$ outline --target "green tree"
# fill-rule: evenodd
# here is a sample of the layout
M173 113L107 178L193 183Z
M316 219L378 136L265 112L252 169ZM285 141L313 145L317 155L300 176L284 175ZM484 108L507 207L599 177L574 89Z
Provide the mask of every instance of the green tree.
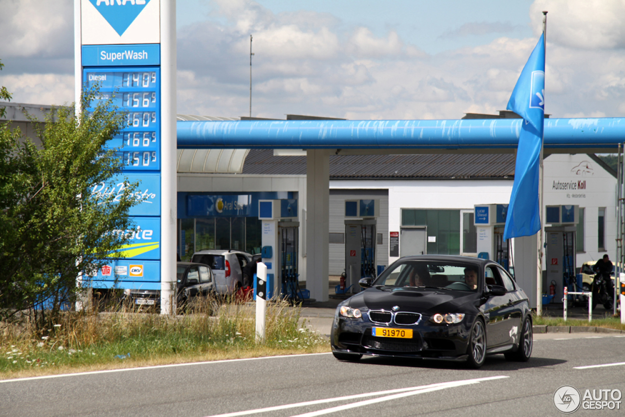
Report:
M0 71L2 71L4 66L4 64L2 63L2 61L0 61ZM0 87L0 100L11 101L11 94L9 93L8 90L6 89L6 87L4 86ZM0 107L0 118L4 117L4 108Z
M91 193L122 166L106 144L124 114L98 98L96 91L83 94L81 108L95 105L78 115L73 106L54 108L38 132L41 148L0 129L0 319L27 311L44 324L76 301L77 277L94 274L129 240L138 184L117 195Z

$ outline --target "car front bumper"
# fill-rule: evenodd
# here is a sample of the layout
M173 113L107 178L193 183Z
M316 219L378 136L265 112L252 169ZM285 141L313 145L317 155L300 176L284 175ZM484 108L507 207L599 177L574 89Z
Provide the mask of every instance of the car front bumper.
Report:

Seu objetivo:
Formate todas as linhas das entradas acima como uma tabela Markdown com as colunas "Número" e "Linha da entrada", numerando as linhas em sequência e omitindo as linhas em branco. Deixe as imagens de fora da resposta.

Solução completa:
| Número | Linha da entrada |
|---|---|
| 1 | $ outline --target "green tree" |
| 2 | # fill-rule: evenodd |
| 3 | # here is a sample of the layout |
| 4 | M173 113L107 178L193 183Z |
| 5 | M316 219L378 136L265 112L252 169ZM285 141L313 145L317 155L300 176L284 175ZM484 108L507 207L599 177L574 89Z |
| 6 | Provide the mask of every instance of the green tree. |
| 7 | Report: |
| 8 | M0 71L2 71L4 66L4 64L2 63L2 61L0 61ZM0 87L0 100L11 101L11 94L9 93L8 90L6 89L6 87L4 86ZM0 107L0 118L4 117L4 108Z |
| 9 | M91 193L122 166L106 144L124 114L98 98L96 91L83 94L81 108L95 105L78 115L73 106L54 108L38 132L41 148L0 129L0 319L27 311L44 324L76 301L77 277L94 274L129 240L138 184L117 195Z |
| 10 | $ outline --target "car front bumper" |
| 11 | # fill-rule: evenodd |
| 12 | # here is a sample of the layout |
| 13 | M173 113L107 178L193 183Z |
| 14 | M316 219L378 136L265 112L252 169ZM285 141L313 145L317 155L300 176L284 175ZM484 108L507 207L599 177L574 89Z |
| 15 | Provide the mask of every instance of the car front bumper. |
| 16 | Report: |